## Begin EXTRACTED ENTRIES
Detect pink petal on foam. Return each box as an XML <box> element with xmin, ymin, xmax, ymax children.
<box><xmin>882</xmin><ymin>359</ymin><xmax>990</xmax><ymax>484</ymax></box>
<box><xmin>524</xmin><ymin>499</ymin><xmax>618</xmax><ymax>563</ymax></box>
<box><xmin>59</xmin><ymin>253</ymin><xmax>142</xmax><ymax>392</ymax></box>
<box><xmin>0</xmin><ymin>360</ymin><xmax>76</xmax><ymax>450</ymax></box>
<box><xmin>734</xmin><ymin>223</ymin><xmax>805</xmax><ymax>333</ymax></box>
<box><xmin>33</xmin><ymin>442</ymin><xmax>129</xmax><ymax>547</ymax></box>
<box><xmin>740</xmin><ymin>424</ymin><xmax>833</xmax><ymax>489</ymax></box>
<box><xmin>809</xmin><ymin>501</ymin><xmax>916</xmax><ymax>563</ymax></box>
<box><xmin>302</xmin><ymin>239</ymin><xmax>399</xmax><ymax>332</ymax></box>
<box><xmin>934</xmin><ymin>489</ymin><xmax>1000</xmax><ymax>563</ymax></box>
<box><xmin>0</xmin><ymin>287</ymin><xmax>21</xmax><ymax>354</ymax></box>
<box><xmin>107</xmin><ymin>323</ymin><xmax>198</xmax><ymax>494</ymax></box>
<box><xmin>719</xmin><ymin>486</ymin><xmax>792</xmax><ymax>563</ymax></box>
## End EXTRACTED ENTRIES
▶ [TO DO]
Change "pink petal" to "white petal" in the records above and reproduce every line with nothing else altered.

▶ [TASK OUTPUT]
Detect white petal on foam. Return each box as an XML <box> element with xmin, ymin, xmax, ymax children.
<box><xmin>882</xmin><ymin>359</ymin><xmax>990</xmax><ymax>484</ymax></box>
<box><xmin>524</xmin><ymin>499</ymin><xmax>618</xmax><ymax>563</ymax></box>
<box><xmin>59</xmin><ymin>253</ymin><xmax>142</xmax><ymax>392</ymax></box>
<box><xmin>0</xmin><ymin>360</ymin><xmax>76</xmax><ymax>450</ymax></box>
<box><xmin>734</xmin><ymin>223</ymin><xmax>805</xmax><ymax>333</ymax></box>
<box><xmin>33</xmin><ymin>442</ymin><xmax>129</xmax><ymax>547</ymax></box>
<box><xmin>740</xmin><ymin>424</ymin><xmax>833</xmax><ymax>489</ymax></box>
<box><xmin>809</xmin><ymin>501</ymin><xmax>916</xmax><ymax>563</ymax></box>
<box><xmin>302</xmin><ymin>239</ymin><xmax>399</xmax><ymax>332</ymax></box>
<box><xmin>934</xmin><ymin>489</ymin><xmax>1000</xmax><ymax>563</ymax></box>
<box><xmin>0</xmin><ymin>287</ymin><xmax>21</xmax><ymax>354</ymax></box>
<box><xmin>107</xmin><ymin>323</ymin><xmax>198</xmax><ymax>494</ymax></box>
<box><xmin>719</xmin><ymin>486</ymin><xmax>792</xmax><ymax>563</ymax></box>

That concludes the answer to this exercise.